[Datos de etiquetado de coordenadas]
_ _ _ _
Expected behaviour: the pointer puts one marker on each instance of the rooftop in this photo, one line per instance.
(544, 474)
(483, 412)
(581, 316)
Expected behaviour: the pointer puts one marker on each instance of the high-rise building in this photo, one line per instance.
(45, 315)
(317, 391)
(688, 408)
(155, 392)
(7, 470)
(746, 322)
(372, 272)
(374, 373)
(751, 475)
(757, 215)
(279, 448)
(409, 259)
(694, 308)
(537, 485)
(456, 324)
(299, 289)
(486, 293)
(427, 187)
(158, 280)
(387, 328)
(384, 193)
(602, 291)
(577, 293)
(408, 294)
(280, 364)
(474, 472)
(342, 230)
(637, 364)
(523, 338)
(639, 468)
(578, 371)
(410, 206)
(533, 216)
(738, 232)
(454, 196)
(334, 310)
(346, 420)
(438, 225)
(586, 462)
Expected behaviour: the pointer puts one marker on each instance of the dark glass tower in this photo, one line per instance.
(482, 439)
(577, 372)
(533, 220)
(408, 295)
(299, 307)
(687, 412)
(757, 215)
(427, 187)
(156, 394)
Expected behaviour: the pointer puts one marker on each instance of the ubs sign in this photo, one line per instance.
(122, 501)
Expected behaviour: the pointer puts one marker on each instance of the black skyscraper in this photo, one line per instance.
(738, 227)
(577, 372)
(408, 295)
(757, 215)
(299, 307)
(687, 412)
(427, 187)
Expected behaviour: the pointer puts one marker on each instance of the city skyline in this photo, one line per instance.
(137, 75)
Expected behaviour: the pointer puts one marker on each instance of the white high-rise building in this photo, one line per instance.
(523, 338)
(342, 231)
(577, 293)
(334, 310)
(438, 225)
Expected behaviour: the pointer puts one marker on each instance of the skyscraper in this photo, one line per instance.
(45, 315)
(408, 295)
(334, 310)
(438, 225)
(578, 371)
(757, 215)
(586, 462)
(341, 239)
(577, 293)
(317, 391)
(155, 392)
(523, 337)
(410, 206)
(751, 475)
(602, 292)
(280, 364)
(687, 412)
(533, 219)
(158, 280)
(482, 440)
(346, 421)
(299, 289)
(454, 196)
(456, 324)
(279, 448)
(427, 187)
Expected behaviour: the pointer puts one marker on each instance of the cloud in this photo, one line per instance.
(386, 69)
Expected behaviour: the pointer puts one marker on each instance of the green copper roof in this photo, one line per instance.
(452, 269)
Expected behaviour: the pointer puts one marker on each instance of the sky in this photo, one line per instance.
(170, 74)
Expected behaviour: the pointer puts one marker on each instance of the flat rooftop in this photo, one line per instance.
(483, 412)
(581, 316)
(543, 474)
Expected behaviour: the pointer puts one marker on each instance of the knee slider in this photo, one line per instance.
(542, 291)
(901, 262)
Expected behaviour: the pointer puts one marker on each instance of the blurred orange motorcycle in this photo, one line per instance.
_ _ _ _
→ Descripción del problema: Copia de nuevo las líneas del material desde la que contiene "slider in this photo, one line per instance." hasta el final, con las indicaciones incluidas. Desplaza las coordenadas sumándole 46 a cada uno de sus números.

→ Resultado del ejercicio:
Expected behaviour: the pointer puts one marker on each instance of the knee slider in this photo, one line per instance.
(588, 337)
(947, 308)
Expected behaviour: the pointer puts one marker on each instance of the blurred orange motorcycle in this photo, one line per instance.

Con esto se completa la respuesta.